**TESTO FORNITO:**
La bottega non apre per troppa burocrazia
VENEZIA. Un 2015 di luci ed ombre nel panorama dell’artigianato veneziano. Le luci sono quelle di un lieve incremento nelle assunzioni che durante l’anno sono aumentate dell’11% rispetto al 2014. Una crescita positiva registrata da Confartigianato Venezia soprattutto nella seconda metà dell’anno: vi è un ritorno all’apprendistato di formazione e responsabilità con agevolazioni, complice il Jobs Act. Altra nota positiva è la leggera crescita dei passaggi generazionali nelle ditte del centro storico, un 5% in più rispetto al 2014: aumentano i giovani che assumono la direzione delle aziende familiari, soprattutto tra pasticceri, parrucchieri, installatori e impiantisti.
Le ombre invece sono costituite dal lento declino che sta subendo il centro storico, confermato dal saldo negativo tra le chiusure e le aperture delle attività artigianali. Ad aprire, nel 2015, sono state 150 attività artigianali, perlopiù piccole attivitá di oggettini in vetro, bijoux, pizzerie, gelaterie e impiantisti, e a chiudere l’attività sono state formalmente 63 ditte, mentre altre 30 circa si valuta che stiano definitivamente cessando in questo periodo. Tra chi ha chiuso l’attività nel 2015 soprattutto radiotecnici, impiantisti, acconciatori, restauratori di mobili e artigiani del vetro a lume. Se le aperture nel 2015 superano le chiusure, il dato va però confrontato con quello di alcuni anni fa: nel 2001 per esempio avevano aperto 311 attività artigianali e a chiudere erano state 35 ditte. Il trend è quindi negativo e la situazione in centro storico fortemente compromessa, ma la chiave di lettura non è da ricercare solo nella crisi economica, iniziata anni prima.
All’interno dei database di Confartigianato Venezia non vi sono solo i dati di aperture e chiusure delle attività artigianali, ma anche le informazioni riguardo a chi era interessato ad aprire una propria ditta in centro storico e ha poi rinunciato, nel 2015 si registrano 23 “mancate” aperture di attività, bloccate soprattutto dalla burocrazia.
“Abbiamo chiamato chi si era rivolto a noi per avere informazioni sull’aprire una propria attività artigianale – spiega il Segretario di Confartigianato Venezia Gianni De Checchi – e successivamente è sparito, quindi abbiamo chiesto quali fossero i motivi delle rinunce: al primo posto l’eccesso di burocrazia e tutti gli adempimenti necessari con tempi e risultati incerti, al secondo posto i costi e le spese eccessive da sostenere”.
L’entusiasmo iniziale di chi vuole mettersi in proprio ed aprire un’attività in centro storico, nel 2015, è stato bloccato a Venezia soprattutto dalle modifiche alla normativa che oggi “pretende” il certificato di agibilità allegato alla Scia (segnalazione certificato di inizio attività).

**DATI FORNITI:**
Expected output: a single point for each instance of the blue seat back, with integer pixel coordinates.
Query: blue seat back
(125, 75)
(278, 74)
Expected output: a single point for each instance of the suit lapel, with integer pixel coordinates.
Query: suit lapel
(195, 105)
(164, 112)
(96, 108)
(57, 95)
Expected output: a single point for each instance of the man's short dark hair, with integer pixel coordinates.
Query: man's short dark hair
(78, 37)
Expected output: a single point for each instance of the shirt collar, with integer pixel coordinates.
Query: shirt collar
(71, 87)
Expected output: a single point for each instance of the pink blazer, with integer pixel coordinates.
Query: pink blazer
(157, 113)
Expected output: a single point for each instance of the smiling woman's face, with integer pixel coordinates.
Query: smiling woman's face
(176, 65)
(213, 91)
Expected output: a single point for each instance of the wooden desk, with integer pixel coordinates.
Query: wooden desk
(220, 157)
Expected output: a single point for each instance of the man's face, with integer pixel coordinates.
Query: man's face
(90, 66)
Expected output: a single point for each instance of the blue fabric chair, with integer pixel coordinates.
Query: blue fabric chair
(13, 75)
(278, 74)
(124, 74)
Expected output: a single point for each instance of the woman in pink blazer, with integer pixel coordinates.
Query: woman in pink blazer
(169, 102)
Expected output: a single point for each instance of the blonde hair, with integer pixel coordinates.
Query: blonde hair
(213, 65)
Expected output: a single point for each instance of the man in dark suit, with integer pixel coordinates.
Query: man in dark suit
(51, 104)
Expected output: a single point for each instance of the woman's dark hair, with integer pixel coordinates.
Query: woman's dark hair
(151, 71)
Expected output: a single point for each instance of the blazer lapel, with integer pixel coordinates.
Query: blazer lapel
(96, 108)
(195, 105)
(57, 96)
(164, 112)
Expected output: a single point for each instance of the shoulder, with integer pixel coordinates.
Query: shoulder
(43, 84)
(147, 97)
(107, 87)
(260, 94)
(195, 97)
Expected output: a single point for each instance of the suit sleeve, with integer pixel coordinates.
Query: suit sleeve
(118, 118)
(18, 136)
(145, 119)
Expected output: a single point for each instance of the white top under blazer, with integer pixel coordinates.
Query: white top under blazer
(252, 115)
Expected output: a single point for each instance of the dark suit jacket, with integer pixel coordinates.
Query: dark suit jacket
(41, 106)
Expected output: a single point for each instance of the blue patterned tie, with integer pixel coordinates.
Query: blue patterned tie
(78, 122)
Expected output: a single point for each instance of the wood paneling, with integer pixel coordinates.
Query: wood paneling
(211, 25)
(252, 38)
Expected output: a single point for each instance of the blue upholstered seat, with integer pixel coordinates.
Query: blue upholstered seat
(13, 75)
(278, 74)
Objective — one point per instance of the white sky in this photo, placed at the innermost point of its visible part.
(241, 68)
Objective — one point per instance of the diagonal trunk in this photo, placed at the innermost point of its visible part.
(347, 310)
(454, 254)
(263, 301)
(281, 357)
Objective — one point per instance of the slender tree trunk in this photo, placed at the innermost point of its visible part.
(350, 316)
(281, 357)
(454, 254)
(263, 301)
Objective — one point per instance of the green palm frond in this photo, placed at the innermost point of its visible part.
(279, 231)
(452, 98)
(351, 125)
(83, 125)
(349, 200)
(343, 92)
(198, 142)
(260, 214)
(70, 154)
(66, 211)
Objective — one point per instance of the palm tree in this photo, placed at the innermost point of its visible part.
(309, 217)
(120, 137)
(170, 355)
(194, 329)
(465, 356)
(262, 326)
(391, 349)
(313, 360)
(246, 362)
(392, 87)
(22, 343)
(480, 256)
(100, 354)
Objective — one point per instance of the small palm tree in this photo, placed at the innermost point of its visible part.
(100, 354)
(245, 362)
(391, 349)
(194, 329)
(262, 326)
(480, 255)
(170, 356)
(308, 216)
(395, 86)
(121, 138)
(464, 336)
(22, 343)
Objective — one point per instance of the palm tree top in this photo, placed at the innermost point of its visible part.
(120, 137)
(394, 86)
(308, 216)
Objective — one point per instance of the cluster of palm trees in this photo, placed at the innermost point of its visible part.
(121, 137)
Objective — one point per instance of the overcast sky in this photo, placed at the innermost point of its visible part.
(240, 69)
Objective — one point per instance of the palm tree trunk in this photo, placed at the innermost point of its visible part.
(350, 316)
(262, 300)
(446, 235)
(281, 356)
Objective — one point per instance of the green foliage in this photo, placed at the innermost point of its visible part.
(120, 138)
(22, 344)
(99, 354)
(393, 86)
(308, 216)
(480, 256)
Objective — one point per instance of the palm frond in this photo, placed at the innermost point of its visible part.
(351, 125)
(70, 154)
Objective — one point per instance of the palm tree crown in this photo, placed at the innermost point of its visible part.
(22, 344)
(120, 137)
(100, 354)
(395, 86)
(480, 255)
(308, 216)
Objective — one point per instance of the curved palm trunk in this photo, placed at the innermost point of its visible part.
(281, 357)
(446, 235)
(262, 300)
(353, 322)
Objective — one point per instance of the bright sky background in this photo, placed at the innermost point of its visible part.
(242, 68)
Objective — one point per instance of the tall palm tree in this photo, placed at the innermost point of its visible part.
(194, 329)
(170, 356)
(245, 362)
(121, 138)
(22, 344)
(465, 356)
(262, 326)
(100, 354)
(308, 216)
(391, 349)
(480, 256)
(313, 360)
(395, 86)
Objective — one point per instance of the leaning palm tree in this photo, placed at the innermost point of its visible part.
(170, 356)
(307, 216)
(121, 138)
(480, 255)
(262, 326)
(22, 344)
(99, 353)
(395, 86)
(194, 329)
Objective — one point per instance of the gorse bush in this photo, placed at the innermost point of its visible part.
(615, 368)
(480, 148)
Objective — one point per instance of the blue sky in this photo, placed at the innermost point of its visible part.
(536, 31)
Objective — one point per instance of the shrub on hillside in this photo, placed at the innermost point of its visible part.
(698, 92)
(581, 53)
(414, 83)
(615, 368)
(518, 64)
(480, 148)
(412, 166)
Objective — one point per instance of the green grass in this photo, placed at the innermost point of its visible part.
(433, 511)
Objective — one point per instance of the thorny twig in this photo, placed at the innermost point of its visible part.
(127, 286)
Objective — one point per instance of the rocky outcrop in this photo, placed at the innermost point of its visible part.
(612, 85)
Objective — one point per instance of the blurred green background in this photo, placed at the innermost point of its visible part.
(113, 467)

**IL TUO COMPITO:** Trascrivi parola per parola, dal testo sull'artigianato veneziano, il passo che va da "L’entusiasmo iniziale di" fino a "di inizio attività).".

**RISULTATO DEL COMPITO:**
L’entusiasmo iniziale di chi vuole mettersi in proprio ed aprire un’attività in centro storico, nel 2015, è stato bloccato a Venezia soprattutto dalle modifiche alla normativa che oggi “pretende” il certificato di agibilità allegato alla Scia (segnalazione certificato di inizio attività).